Every record that follows should be printed verbatim.

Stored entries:
────────────────
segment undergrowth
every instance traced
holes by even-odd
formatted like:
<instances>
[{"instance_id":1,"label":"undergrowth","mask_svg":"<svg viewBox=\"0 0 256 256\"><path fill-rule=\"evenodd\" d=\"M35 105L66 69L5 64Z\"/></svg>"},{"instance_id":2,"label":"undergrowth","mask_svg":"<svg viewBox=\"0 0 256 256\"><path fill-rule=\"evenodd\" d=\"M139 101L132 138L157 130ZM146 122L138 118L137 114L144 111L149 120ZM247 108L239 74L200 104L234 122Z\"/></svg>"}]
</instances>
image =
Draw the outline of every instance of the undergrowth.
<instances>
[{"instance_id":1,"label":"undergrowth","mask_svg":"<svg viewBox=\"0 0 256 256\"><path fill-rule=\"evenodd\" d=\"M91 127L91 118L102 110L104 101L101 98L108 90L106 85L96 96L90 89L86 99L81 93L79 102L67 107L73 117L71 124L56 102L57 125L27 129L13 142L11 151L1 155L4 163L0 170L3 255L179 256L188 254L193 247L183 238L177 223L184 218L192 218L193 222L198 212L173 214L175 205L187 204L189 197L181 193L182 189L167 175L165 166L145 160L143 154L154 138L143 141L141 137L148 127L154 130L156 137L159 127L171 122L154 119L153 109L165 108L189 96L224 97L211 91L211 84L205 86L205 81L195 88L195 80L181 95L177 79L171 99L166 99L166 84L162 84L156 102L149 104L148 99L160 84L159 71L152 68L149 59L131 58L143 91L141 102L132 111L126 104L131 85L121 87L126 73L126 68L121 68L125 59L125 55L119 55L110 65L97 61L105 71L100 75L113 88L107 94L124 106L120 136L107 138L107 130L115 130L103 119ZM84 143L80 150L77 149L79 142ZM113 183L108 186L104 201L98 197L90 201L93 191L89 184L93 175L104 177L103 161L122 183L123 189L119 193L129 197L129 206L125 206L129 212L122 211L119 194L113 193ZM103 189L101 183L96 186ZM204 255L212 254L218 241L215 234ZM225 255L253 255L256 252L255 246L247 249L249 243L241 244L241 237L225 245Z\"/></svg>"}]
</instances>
────────────────
Solution:
segment undergrowth
every instance traced
holes by even-odd
formatted like:
<instances>
[{"instance_id":1,"label":"undergrowth","mask_svg":"<svg viewBox=\"0 0 256 256\"><path fill-rule=\"evenodd\" d=\"M35 105L66 69L5 64Z\"/></svg>"},{"instance_id":2,"label":"undergrowth","mask_svg":"<svg viewBox=\"0 0 256 256\"><path fill-rule=\"evenodd\" d=\"M139 101L132 138L157 130ZM146 122L138 118L137 114L144 111L149 120ZM247 108L239 74L200 104L234 122Z\"/></svg>"}]
</instances>
image =
Draw the outline of every instance of the undergrowth.
<instances>
[{"instance_id":1,"label":"undergrowth","mask_svg":"<svg viewBox=\"0 0 256 256\"><path fill-rule=\"evenodd\" d=\"M91 127L91 118L102 110L104 101L101 98L108 90L106 85L96 96L90 89L86 99L81 93L79 102L67 107L73 117L71 124L56 102L57 125L27 129L13 142L11 151L1 155L4 163L0 170L3 255L179 256L188 254L193 247L183 238L177 223L184 218L192 218L193 222L198 212L173 214L175 205L187 204L189 197L181 193L182 189L167 175L165 166L145 160L143 154L154 138L143 141L141 137L148 127L154 130L156 137L159 127L171 122L154 119L153 109L165 108L189 96L224 97L211 91L211 84L205 86L205 81L195 88L195 80L181 95L177 79L171 99L166 99L166 84L162 84L156 102L149 104L148 99L160 84L159 71L152 68L149 59L131 58L143 91L141 102L132 111L126 104L131 85L121 87L126 73L126 68L121 68L125 59L125 55L119 55L110 65L97 61L105 71L100 75L113 88L107 94L124 106L120 136L107 138L107 130L115 130L103 119ZM84 143L80 150L77 149L79 142ZM113 183L108 186L104 201L98 197L90 201L93 191L89 184L93 175L104 177L103 161L122 183L123 189L119 193L129 197L129 206L125 206L129 212L122 211L119 194L113 193ZM103 189L101 183L96 186ZM204 255L212 254L218 241L215 234ZM225 255L253 255L256 252L255 246L247 249L249 243L241 244L241 237L225 245Z\"/></svg>"}]
</instances>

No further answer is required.